■ Provided records ■
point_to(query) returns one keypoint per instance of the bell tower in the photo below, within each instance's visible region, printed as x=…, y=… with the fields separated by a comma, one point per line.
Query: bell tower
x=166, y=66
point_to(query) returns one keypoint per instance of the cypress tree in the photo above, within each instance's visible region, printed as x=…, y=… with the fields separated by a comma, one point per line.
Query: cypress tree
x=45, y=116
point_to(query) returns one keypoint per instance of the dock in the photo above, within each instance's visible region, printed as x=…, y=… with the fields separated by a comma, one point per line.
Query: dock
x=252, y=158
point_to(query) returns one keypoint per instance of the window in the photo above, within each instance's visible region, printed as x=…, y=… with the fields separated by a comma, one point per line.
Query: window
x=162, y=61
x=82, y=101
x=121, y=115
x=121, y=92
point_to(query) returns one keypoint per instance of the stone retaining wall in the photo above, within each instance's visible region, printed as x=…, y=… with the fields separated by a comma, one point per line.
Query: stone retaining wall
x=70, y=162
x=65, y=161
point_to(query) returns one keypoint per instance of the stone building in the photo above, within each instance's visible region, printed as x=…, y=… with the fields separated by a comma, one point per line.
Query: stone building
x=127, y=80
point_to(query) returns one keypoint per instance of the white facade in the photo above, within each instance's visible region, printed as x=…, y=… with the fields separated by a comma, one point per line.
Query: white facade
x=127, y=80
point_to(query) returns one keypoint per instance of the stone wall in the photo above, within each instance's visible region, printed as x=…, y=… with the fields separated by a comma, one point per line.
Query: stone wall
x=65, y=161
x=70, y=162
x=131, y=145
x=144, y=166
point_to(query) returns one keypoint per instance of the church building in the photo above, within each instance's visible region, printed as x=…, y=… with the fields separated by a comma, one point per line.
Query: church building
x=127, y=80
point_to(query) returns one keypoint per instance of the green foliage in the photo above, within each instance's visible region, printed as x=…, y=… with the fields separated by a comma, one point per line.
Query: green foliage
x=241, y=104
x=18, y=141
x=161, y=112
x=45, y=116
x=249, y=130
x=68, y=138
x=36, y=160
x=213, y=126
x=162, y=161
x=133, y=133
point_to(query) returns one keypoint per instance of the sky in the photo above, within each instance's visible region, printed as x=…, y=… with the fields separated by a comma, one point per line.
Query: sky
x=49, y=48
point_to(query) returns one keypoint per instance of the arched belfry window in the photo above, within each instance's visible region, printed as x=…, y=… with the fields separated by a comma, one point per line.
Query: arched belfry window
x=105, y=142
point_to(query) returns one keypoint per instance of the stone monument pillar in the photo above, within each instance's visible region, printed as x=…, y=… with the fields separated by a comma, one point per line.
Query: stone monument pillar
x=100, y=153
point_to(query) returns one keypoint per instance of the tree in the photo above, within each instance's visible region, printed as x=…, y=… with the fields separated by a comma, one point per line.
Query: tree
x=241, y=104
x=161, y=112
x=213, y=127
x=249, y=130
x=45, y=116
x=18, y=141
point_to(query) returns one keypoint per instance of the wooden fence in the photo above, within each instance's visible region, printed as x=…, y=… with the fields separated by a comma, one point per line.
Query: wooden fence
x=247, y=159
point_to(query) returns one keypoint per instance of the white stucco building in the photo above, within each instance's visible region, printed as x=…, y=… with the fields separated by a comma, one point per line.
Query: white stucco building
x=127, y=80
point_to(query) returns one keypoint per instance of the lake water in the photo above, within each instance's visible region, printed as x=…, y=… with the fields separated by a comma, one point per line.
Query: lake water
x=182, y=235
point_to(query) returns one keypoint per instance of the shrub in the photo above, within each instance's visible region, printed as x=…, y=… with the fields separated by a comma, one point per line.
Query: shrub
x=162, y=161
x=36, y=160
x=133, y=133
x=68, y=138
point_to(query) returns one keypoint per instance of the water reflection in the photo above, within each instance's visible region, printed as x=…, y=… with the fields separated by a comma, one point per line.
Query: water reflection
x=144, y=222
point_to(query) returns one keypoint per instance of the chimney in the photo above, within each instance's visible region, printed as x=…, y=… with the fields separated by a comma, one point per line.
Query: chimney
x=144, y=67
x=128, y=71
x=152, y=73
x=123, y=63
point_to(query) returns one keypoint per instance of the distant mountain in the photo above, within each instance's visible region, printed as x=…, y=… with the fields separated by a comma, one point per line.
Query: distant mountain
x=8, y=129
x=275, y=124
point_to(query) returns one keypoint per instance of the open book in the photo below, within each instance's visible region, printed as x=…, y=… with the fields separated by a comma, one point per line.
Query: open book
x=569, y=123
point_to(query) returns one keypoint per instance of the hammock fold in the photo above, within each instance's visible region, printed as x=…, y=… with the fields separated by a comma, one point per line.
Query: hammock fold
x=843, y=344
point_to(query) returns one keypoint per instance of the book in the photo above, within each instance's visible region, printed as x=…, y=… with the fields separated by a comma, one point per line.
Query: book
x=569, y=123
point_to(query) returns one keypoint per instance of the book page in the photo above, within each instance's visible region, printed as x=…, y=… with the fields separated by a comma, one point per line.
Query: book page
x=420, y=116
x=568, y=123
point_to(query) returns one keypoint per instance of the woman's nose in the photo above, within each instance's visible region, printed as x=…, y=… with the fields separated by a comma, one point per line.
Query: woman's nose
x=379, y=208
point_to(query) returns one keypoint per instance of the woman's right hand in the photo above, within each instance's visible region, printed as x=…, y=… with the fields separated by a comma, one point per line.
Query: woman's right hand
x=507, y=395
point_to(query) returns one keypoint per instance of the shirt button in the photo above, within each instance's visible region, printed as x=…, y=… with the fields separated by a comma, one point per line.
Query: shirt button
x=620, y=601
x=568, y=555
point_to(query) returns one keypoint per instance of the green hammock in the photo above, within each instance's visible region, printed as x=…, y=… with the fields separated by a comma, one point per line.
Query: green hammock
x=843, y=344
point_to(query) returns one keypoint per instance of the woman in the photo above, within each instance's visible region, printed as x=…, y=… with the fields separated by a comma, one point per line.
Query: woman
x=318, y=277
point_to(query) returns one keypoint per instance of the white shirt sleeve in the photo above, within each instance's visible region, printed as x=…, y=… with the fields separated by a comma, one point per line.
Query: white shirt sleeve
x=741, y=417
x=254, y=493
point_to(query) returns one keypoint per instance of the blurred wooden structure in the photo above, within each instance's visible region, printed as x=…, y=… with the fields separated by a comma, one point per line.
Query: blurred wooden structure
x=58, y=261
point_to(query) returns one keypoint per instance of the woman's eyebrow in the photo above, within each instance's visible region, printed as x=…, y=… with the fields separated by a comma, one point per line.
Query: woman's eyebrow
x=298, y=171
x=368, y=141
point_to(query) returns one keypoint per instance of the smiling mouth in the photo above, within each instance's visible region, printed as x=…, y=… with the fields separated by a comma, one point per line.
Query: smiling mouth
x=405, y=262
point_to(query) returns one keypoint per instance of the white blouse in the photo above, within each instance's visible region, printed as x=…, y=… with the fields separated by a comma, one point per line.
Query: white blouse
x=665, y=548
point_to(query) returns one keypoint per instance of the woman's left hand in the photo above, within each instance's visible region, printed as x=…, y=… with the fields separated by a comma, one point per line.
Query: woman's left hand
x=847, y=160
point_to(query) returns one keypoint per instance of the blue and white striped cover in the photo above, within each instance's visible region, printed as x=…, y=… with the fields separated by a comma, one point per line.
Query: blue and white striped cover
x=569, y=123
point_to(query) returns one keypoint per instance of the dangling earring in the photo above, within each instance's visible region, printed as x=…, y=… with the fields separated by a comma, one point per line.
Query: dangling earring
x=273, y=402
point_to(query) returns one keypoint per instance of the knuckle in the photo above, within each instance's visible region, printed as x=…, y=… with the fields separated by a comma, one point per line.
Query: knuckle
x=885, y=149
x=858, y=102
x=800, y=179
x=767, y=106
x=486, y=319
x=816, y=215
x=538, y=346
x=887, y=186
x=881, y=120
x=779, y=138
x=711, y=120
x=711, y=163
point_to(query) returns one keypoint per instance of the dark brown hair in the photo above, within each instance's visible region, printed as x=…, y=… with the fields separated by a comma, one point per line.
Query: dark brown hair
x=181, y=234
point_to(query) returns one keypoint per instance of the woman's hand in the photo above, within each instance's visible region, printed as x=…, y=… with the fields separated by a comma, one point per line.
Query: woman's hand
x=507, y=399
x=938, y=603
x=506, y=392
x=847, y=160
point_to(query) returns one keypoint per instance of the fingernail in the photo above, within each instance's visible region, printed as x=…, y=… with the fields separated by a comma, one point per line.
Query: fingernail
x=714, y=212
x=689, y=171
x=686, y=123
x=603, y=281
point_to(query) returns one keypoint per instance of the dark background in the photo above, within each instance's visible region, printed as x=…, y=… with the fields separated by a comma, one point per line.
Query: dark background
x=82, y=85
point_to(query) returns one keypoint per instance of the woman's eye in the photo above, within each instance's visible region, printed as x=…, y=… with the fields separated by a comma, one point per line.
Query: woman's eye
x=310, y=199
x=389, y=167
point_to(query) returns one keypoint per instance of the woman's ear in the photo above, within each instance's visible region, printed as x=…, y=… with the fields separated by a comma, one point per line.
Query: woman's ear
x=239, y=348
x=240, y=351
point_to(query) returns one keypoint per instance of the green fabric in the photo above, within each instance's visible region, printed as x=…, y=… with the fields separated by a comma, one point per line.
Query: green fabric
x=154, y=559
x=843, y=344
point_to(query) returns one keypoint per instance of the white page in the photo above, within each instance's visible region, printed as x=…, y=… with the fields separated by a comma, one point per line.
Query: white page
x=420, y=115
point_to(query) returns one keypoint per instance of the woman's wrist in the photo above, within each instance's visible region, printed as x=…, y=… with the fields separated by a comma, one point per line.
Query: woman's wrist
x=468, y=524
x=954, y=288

■ Goal ■
Rescale the items that begin at the line containing "the stone building" and stop after the line containing "x=144, y=166" by writing out every one of those lines again, requests included. Multiply only the x and y coordinates in the answers by 2.35, rounding each result to a whole number with halves rounded up.

■ The completed task ■
point_to(query) returns one keypoint per instance of the stone building in the photo above, within each instance's visible region, printed as x=…, y=… with the fields separated by a comma, one point per line.
Query: stone building
x=298, y=188
point_to(query) returns one keypoint per instance of the white facade in the photo above, within each instance's visible region, printed as x=…, y=… with the fields separated by a comma, one point per line.
Query: white facade
x=298, y=188
point_to(query) returns one keypoint per instance of the stone wall in the photo above, within each instance's visible region, printed as x=…, y=… with the fields separated by a comma, one point per line.
Query: stone wall
x=153, y=378
x=165, y=381
x=308, y=341
x=338, y=390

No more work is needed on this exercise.